- To be done:
Reproduce the stretch of items below, from the start of the items through the line containing "[569, 335, 590, 366]". Include both ends, and leave the pictures out of your copy.

** Start of Extracted entries **

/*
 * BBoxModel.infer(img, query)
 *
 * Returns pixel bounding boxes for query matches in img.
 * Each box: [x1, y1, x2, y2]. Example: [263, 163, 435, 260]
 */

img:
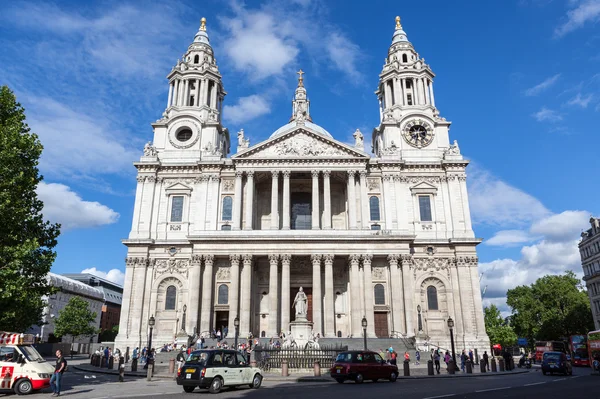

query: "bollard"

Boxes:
[281, 360, 290, 377]
[119, 356, 125, 382]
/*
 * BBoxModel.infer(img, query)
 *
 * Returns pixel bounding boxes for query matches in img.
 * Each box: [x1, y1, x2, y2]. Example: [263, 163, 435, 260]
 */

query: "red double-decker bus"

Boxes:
[569, 335, 590, 366]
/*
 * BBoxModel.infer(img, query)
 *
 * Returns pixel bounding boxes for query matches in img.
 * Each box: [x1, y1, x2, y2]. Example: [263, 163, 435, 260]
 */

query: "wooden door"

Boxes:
[375, 312, 390, 338]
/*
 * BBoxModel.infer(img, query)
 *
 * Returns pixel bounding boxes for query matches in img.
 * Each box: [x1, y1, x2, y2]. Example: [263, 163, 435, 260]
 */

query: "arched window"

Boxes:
[427, 285, 438, 310]
[369, 196, 380, 220]
[217, 284, 229, 305]
[165, 285, 177, 310]
[221, 196, 233, 220]
[375, 284, 385, 305]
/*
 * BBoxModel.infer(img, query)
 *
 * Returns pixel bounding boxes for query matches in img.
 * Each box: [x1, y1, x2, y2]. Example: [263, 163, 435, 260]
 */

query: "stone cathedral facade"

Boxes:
[117, 18, 489, 349]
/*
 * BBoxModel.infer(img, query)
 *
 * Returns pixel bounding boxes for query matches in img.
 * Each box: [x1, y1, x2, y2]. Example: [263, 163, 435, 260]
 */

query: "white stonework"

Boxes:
[117, 16, 489, 351]
[579, 217, 600, 330]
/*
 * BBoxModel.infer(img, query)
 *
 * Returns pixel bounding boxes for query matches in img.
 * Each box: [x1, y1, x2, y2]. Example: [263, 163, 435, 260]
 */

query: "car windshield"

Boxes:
[186, 351, 210, 365]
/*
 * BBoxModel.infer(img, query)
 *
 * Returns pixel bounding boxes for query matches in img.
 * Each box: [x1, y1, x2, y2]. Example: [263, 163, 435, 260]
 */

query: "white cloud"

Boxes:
[223, 94, 271, 124]
[81, 267, 125, 285]
[36, 182, 119, 231]
[531, 107, 562, 122]
[525, 73, 560, 96]
[567, 93, 594, 108]
[554, 0, 600, 37]
[467, 167, 550, 226]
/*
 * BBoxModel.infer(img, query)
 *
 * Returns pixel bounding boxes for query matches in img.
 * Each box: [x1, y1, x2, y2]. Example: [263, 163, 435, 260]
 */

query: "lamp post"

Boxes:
[360, 316, 367, 350]
[233, 316, 240, 351]
[448, 317, 457, 368]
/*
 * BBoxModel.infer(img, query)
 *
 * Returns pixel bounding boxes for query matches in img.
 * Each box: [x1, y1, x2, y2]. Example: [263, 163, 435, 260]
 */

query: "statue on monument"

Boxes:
[292, 287, 308, 320]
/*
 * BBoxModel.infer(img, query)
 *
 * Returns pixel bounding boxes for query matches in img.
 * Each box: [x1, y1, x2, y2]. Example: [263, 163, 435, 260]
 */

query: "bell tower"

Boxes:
[372, 17, 450, 161]
[152, 18, 230, 163]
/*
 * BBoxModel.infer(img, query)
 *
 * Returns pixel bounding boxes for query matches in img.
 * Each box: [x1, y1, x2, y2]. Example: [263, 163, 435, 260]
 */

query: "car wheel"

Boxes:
[354, 373, 365, 384]
[208, 377, 223, 393]
[15, 378, 33, 395]
[250, 373, 262, 389]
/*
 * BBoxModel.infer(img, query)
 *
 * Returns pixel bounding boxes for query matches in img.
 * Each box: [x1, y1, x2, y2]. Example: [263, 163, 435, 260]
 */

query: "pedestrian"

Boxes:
[50, 349, 67, 396]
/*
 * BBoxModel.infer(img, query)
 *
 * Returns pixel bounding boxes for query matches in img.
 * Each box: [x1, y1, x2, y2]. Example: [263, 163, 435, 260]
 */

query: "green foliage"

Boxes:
[54, 296, 98, 338]
[506, 271, 594, 345]
[0, 86, 60, 331]
[483, 305, 517, 348]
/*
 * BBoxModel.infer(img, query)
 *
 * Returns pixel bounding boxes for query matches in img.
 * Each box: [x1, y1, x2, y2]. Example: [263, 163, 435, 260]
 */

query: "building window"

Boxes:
[427, 285, 438, 310]
[375, 284, 385, 305]
[171, 195, 183, 222]
[419, 195, 432, 222]
[222, 195, 233, 220]
[217, 284, 229, 305]
[369, 196, 379, 220]
[165, 285, 177, 310]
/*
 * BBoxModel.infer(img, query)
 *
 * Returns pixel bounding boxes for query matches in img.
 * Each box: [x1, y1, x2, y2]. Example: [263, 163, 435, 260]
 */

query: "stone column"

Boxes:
[244, 170, 254, 230]
[348, 255, 362, 338]
[388, 254, 406, 333]
[311, 170, 321, 230]
[323, 170, 331, 230]
[200, 255, 215, 332]
[232, 170, 243, 230]
[227, 254, 240, 338]
[402, 255, 417, 337]
[281, 170, 290, 230]
[267, 254, 279, 337]
[359, 170, 371, 230]
[363, 254, 375, 337]
[281, 254, 292, 334]
[310, 254, 323, 337]
[271, 170, 279, 230]
[240, 255, 252, 337]
[323, 255, 335, 338]
[348, 170, 356, 230]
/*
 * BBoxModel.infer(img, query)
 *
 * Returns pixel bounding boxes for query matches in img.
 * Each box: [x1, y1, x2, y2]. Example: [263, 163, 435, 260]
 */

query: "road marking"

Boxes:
[475, 387, 512, 393]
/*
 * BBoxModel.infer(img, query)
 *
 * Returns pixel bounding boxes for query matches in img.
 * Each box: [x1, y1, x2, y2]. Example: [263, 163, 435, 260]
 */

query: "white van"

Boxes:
[0, 331, 54, 395]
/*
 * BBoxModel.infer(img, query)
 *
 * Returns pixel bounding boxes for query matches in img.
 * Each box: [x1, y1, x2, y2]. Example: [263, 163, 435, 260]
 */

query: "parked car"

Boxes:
[177, 349, 263, 393]
[330, 351, 398, 384]
[542, 352, 573, 375]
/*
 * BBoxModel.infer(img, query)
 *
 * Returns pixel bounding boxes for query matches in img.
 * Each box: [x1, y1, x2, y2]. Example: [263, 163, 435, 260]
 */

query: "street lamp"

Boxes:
[448, 317, 457, 368]
[233, 316, 240, 351]
[360, 316, 367, 350]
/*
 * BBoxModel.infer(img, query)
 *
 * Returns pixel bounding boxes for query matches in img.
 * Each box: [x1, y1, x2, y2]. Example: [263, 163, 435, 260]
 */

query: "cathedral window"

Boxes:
[165, 285, 177, 310]
[369, 196, 380, 220]
[419, 195, 432, 222]
[171, 195, 183, 222]
[374, 284, 385, 305]
[221, 195, 233, 220]
[217, 284, 229, 305]
[427, 285, 438, 310]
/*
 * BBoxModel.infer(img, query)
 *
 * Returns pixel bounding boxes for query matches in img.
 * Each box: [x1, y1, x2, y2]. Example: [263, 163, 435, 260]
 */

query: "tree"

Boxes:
[483, 305, 517, 348]
[0, 86, 60, 331]
[54, 296, 98, 339]
[506, 271, 594, 344]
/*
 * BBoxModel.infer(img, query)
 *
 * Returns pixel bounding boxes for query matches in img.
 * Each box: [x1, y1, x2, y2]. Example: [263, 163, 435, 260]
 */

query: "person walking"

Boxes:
[50, 349, 67, 396]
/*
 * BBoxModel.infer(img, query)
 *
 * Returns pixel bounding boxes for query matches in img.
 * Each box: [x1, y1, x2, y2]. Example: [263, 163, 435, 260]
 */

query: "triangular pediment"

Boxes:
[232, 127, 369, 159]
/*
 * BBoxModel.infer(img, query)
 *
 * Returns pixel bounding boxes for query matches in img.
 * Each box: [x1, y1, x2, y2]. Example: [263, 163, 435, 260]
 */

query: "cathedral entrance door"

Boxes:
[375, 312, 390, 338]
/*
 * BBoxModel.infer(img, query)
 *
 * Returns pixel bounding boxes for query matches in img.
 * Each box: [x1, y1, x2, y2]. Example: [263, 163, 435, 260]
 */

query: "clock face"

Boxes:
[403, 119, 433, 148]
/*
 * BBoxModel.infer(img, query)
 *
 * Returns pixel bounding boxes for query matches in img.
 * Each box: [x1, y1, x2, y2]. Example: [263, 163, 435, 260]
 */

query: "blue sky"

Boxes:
[0, 0, 600, 310]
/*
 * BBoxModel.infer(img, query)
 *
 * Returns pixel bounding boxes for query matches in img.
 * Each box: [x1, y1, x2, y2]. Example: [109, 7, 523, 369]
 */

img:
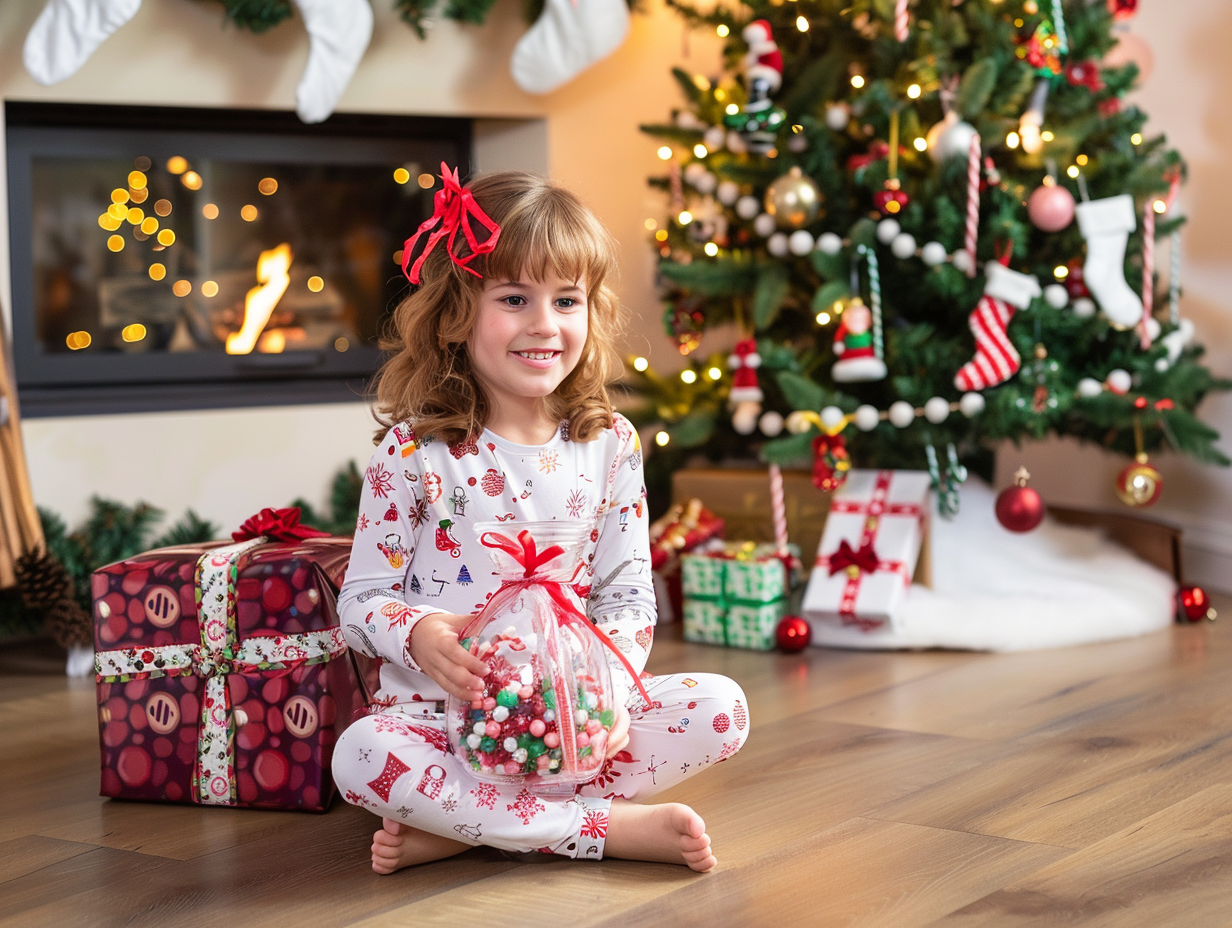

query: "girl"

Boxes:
[333, 165, 748, 874]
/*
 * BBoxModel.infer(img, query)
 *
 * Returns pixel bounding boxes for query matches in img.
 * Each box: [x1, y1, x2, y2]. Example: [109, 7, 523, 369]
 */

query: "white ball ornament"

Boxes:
[1078, 377, 1104, 399]
[825, 104, 851, 132]
[1044, 283, 1069, 309]
[855, 403, 881, 431]
[877, 219, 903, 245]
[1072, 297, 1095, 319]
[787, 229, 813, 258]
[817, 232, 843, 255]
[890, 232, 915, 261]
[786, 409, 812, 435]
[701, 126, 727, 152]
[924, 397, 950, 425]
[822, 405, 845, 431]
[753, 213, 786, 238]
[890, 399, 915, 429]
[1104, 367, 1133, 396]
[958, 393, 984, 419]
[758, 409, 784, 439]
[920, 242, 950, 267]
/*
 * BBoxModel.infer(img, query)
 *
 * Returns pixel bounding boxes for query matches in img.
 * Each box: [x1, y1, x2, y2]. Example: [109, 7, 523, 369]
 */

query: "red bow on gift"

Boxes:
[830, 539, 881, 577]
[402, 161, 500, 283]
[232, 507, 329, 541]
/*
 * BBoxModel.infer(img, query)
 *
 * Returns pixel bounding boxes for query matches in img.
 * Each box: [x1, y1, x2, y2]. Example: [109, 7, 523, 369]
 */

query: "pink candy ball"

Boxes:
[1026, 184, 1074, 232]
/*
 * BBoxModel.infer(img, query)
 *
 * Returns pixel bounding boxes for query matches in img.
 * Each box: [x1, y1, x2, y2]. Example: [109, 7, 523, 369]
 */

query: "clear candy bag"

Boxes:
[446, 521, 618, 792]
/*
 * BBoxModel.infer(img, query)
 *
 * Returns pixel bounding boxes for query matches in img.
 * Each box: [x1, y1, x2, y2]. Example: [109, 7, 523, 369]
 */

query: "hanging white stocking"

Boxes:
[22, 0, 142, 84]
[510, 0, 628, 94]
[294, 0, 372, 122]
[1074, 193, 1142, 329]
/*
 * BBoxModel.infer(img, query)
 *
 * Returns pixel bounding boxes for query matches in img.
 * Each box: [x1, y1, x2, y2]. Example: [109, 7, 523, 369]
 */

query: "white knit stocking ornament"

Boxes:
[22, 0, 142, 84]
[294, 0, 372, 122]
[954, 261, 1040, 392]
[510, 0, 628, 94]
[1074, 193, 1142, 329]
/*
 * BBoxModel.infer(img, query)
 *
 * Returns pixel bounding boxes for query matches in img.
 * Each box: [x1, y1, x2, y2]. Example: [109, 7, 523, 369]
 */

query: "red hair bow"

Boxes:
[402, 161, 500, 283]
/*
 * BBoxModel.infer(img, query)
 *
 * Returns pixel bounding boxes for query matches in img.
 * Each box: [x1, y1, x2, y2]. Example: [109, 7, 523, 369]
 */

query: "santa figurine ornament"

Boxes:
[727, 339, 764, 435]
[723, 20, 787, 154]
[830, 297, 886, 383]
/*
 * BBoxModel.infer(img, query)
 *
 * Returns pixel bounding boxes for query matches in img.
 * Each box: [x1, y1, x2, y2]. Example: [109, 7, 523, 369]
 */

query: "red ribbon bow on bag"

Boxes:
[402, 161, 500, 285]
[232, 507, 329, 541]
[475, 530, 655, 709]
[830, 539, 881, 577]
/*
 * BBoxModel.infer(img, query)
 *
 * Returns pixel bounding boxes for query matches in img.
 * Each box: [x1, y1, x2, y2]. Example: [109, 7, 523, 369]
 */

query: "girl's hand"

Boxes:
[410, 613, 490, 700]
[606, 706, 630, 757]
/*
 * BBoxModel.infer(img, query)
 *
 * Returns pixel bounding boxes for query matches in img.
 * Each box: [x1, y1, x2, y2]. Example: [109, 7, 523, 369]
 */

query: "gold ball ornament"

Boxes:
[1116, 455, 1163, 508]
[765, 168, 824, 229]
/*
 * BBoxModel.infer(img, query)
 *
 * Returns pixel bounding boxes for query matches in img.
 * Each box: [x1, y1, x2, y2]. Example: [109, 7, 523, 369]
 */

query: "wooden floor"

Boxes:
[0, 598, 1232, 928]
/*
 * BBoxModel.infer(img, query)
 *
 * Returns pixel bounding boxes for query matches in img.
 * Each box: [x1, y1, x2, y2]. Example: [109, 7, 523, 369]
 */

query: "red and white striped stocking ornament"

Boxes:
[954, 261, 1041, 392]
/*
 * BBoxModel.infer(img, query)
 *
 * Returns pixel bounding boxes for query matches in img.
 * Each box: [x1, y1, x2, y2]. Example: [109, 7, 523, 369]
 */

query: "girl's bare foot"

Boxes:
[372, 818, 471, 874]
[604, 800, 718, 873]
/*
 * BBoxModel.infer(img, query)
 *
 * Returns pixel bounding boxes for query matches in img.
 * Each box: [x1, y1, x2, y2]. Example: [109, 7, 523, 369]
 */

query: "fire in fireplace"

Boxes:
[5, 102, 472, 415]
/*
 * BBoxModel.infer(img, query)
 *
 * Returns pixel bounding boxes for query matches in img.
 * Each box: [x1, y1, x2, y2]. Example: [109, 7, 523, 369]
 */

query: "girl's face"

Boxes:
[467, 274, 589, 426]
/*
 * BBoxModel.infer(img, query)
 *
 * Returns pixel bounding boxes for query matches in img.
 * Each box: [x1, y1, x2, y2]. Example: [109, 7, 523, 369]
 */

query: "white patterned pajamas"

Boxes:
[334, 673, 749, 859]
[333, 415, 749, 858]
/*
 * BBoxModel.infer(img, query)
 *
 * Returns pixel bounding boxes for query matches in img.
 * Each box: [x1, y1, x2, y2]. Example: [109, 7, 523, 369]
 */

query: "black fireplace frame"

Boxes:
[4, 101, 474, 417]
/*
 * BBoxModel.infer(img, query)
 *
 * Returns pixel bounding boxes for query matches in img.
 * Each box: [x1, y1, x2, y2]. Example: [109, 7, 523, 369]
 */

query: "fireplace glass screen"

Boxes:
[6, 104, 469, 414]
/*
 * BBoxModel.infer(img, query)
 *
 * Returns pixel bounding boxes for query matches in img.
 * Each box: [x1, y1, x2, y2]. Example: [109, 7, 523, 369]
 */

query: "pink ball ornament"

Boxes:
[1026, 184, 1074, 232]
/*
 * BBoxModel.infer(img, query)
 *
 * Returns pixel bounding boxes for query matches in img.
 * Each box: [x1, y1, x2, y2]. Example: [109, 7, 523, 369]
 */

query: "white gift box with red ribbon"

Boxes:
[801, 471, 931, 647]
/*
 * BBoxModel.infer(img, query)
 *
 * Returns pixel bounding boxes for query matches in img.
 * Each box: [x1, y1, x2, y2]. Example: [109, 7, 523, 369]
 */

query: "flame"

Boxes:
[227, 242, 291, 355]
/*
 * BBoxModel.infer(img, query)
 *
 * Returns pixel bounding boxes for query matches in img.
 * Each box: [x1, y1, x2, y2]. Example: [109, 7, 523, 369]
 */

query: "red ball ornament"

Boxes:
[774, 615, 813, 652]
[1026, 181, 1074, 232]
[1177, 585, 1215, 622]
[997, 467, 1045, 531]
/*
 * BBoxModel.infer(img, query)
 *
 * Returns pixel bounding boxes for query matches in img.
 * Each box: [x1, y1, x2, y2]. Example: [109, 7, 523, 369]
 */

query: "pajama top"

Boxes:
[338, 414, 657, 707]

** End of Extracted entries **

- Result of this exercise:
/*
 * BBoxModel.infer(img, query)
 *
 * Returns pixel bounding boxes for query matches in img.
 * Each box: [x1, y1, x2, y2]. Example: [263, 163, 435, 260]
 */

img:

query: "bollard"

Boxes:
[281, 360, 290, 377]
[119, 356, 125, 382]
/*
 * BBoxModel.infer(img, query)
 *
 * Returns pixel bounding boxes for query matches in img.
 * Each box: [x1, y1, x2, y2]. Example: [263, 163, 435, 260]
 */

query: "red double-decker bus"

Boxes:
[569, 335, 590, 366]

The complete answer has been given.